[Exercise inputs Boundary: Start]

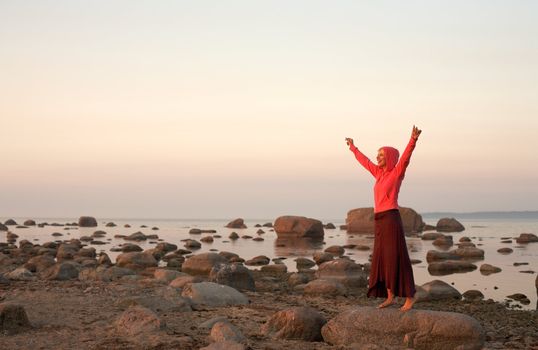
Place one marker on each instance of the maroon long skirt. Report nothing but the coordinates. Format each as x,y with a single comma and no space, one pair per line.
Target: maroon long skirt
391,267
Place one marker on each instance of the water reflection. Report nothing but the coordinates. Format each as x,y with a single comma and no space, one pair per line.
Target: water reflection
293,246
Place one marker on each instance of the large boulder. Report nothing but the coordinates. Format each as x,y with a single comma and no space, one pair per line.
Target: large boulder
136,260
213,294
344,271
302,323
449,225
298,226
418,329
201,264
361,220
87,221
13,318
237,223
233,275
138,320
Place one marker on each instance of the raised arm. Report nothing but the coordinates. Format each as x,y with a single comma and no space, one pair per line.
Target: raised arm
365,162
406,156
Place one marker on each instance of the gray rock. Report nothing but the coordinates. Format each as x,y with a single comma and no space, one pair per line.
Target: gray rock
275,269
20,274
361,220
165,275
10,222
469,252
443,241
505,250
13,318
136,260
137,236
438,290
487,269
526,238
441,268
344,271
258,261
335,250
157,304
431,236
139,320
435,255
304,263
449,225
326,288
201,264
39,263
192,244
213,294
225,331
209,323
302,323
418,329
225,345
473,295
166,247
321,257
233,275
237,223
298,226
182,281
87,221
298,278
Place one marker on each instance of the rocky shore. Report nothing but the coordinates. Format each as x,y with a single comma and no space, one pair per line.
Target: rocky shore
64,295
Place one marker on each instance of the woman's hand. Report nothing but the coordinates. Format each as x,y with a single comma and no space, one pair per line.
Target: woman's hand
415,133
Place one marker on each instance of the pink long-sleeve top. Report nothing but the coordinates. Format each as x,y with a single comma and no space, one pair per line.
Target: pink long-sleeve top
388,180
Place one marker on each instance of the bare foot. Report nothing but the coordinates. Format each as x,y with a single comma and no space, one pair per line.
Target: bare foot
408,305
386,303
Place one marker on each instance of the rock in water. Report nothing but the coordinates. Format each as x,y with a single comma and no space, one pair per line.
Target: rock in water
418,329
361,220
213,294
87,221
137,320
437,290
298,226
303,323
449,225
13,318
201,264
237,223
344,271
233,275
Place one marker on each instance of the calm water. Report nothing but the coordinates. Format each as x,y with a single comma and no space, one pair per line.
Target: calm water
486,233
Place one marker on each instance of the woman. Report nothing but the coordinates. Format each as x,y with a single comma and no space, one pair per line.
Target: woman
391,273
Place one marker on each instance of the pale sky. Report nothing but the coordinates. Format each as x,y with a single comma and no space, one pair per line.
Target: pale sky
224,109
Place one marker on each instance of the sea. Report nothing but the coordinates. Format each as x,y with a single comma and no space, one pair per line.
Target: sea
485,229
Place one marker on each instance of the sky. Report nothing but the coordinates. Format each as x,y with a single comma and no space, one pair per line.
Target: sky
225,109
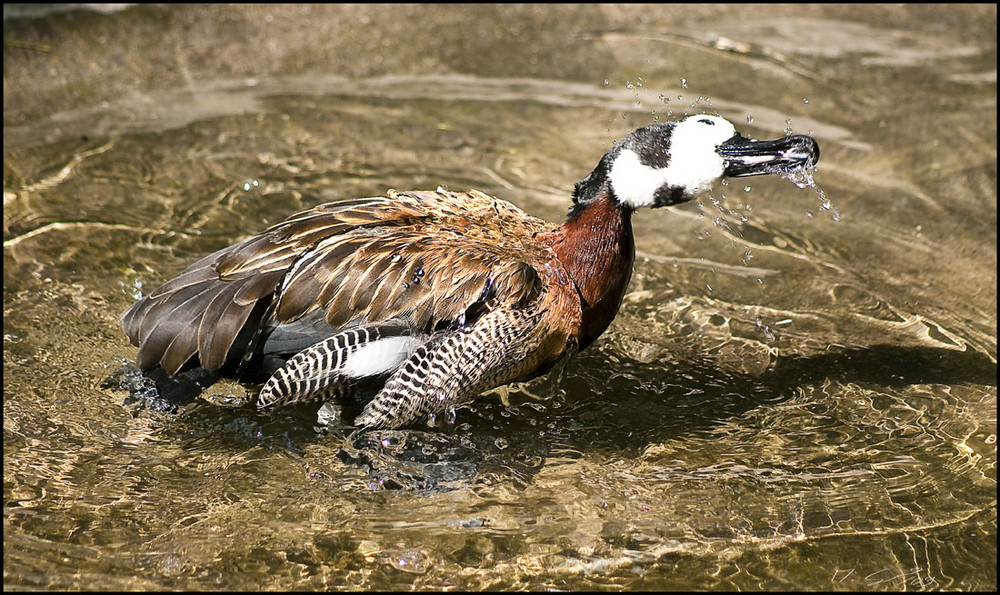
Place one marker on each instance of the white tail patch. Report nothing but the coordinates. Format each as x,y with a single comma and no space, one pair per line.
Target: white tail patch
380,357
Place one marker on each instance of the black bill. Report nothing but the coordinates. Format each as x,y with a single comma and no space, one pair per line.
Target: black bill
748,157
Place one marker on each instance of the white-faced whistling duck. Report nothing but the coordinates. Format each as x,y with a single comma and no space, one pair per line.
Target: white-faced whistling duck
426,299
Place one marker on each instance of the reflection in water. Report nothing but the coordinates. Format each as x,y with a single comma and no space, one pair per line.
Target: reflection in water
785,401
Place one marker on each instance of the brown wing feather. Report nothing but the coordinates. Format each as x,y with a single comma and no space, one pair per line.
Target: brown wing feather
425,256
171,324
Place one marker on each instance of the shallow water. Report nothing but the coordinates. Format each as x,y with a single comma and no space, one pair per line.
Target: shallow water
799,391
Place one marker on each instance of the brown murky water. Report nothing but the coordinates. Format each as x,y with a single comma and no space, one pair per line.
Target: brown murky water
797,394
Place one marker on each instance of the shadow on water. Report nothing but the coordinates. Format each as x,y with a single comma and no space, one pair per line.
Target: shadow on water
494,441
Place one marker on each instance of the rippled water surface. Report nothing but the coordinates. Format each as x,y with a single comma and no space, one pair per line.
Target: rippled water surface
799,391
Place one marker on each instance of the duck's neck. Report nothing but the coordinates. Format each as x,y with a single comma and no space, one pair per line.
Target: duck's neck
596,247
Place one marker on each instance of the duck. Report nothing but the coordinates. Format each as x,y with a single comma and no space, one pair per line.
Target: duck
413,303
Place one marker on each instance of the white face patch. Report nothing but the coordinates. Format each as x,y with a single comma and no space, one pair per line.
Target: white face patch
694,165
379,357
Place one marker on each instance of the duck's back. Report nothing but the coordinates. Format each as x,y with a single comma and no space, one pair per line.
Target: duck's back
431,259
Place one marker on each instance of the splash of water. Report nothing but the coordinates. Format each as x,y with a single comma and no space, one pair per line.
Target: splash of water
803,178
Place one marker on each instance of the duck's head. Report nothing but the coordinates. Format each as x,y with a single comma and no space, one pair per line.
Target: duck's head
673,162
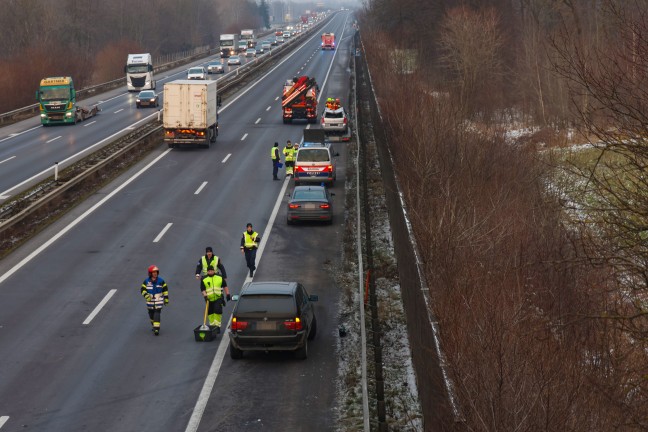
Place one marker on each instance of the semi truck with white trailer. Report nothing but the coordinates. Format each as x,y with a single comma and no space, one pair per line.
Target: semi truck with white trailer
190,113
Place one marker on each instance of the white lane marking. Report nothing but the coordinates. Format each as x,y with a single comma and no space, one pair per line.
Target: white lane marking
164,230
47,170
7,159
78,220
200,188
214,369
101,304
20,133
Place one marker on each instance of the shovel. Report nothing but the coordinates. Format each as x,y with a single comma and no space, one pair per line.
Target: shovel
205,327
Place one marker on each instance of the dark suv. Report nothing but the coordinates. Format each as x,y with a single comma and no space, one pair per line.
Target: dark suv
272,316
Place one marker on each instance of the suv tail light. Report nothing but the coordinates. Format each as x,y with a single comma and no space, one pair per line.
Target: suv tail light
293,324
238,325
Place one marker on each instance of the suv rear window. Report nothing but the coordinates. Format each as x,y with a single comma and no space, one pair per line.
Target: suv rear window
313,155
266,303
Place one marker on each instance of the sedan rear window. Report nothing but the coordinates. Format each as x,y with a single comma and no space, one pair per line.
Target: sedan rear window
266,304
313,155
309,194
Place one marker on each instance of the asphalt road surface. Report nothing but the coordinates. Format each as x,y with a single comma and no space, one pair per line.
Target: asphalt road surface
76,349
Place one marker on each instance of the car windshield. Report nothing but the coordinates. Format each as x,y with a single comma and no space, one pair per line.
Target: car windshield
308,194
263,303
313,155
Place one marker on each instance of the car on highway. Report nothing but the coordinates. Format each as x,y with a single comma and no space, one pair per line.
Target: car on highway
147,98
310,203
234,60
197,72
334,120
215,67
272,316
314,164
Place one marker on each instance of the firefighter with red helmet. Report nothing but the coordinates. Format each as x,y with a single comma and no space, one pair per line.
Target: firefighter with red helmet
156,293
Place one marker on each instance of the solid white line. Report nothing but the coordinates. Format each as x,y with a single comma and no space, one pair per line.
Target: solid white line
200,188
78,220
101,304
45,171
164,230
214,369
7,159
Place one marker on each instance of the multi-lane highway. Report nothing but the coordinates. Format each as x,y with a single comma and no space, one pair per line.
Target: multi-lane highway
76,350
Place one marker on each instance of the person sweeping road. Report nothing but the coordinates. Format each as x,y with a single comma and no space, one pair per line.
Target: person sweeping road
156,293
213,287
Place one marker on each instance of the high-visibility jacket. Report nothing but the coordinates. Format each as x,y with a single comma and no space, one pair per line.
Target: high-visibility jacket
213,286
249,239
158,291
205,264
289,152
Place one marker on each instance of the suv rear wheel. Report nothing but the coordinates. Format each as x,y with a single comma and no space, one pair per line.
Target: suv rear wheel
302,353
235,353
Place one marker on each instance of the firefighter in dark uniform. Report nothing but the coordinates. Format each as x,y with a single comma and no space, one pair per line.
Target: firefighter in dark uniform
156,293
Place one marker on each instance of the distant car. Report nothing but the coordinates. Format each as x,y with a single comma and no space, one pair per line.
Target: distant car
334,120
310,203
234,60
198,72
272,316
147,98
215,67
314,163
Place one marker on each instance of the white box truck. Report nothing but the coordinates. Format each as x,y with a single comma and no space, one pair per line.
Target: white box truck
139,72
190,113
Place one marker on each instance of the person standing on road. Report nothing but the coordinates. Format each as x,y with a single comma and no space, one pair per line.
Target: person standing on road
249,244
156,293
274,154
212,287
289,155
209,259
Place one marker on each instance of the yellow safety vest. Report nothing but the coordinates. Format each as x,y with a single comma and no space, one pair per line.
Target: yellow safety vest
289,153
213,287
249,239
213,263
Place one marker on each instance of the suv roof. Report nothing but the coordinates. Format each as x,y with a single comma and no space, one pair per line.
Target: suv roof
252,288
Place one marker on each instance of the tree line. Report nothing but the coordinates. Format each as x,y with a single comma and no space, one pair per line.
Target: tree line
539,269
89,40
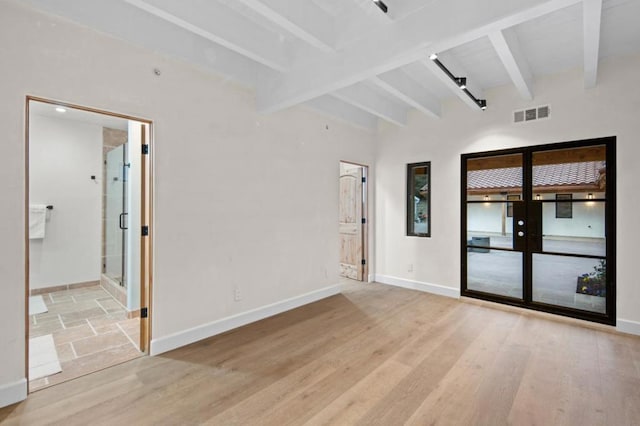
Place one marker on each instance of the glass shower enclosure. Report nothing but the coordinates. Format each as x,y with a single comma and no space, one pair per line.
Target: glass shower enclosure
115,215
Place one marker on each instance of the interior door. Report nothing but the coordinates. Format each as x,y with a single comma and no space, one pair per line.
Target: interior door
116,215
351,237
539,228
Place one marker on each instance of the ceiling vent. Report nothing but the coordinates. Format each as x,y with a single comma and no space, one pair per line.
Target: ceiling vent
531,114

[Exercise inputs Boundary: End]

| Exercise requirements |
Look above for the line with "Target: suv rear wheel" and the line with "Place one marker on each instance of the glass"; set down those two lines and all lines between them exactly, without pictures and without anything else.

| Your response |
Target: suv rear wheel
302,353
235,353
Place one marker on each instance of the firefighter in dark uniform. Report nothing but the coordinates. Format each as x,y with a single comma and no space, one pair per line.
Target: firefighter in dark uniform
156,293
Place one marker on each instance of the distant car. Report nothing but the coordinates. Format each as x,y with a single comma and no space, one pair per line.
Target: distant car
334,120
310,203
234,60
198,72
272,316
147,98
215,67
314,163
Place one marker on each instance of the white box truck. Report nothing but the coordinates. Format each as x,y with a single comma and no space, one pair per line.
Target: white box truck
139,72
190,113
Place one marker on each instance of the person standing on road. Report nothing but the coordinates. Format each as x,y with a single comma and no space, one pair per line.
Target: person standing on road
249,244
156,293
274,154
212,287
289,155
209,259
Place one marker on each instance of the yellow safety vest. Report nothing but the coordinates. Format each as x,y with a single comma and no space, one pair per line.
Target: yellow safety vest
289,153
213,287
249,239
213,263
Place one marker on each instance of the suv roof. Report nothing but the coordinates. Format each as x,y with a single comma and no space, one pair per line.
Target: suv roof
252,288
Place one marker on each instance of the tree line. Report nothing but the coordinates. Format each as x,y with a single comma and no space, one pair per line.
Target: tree line
539,269
89,40
Place one marker on each instance of the glass shower enclosure. Report nothing but the coordinates. Format each as x,y with a single comma and no space, one pair per line.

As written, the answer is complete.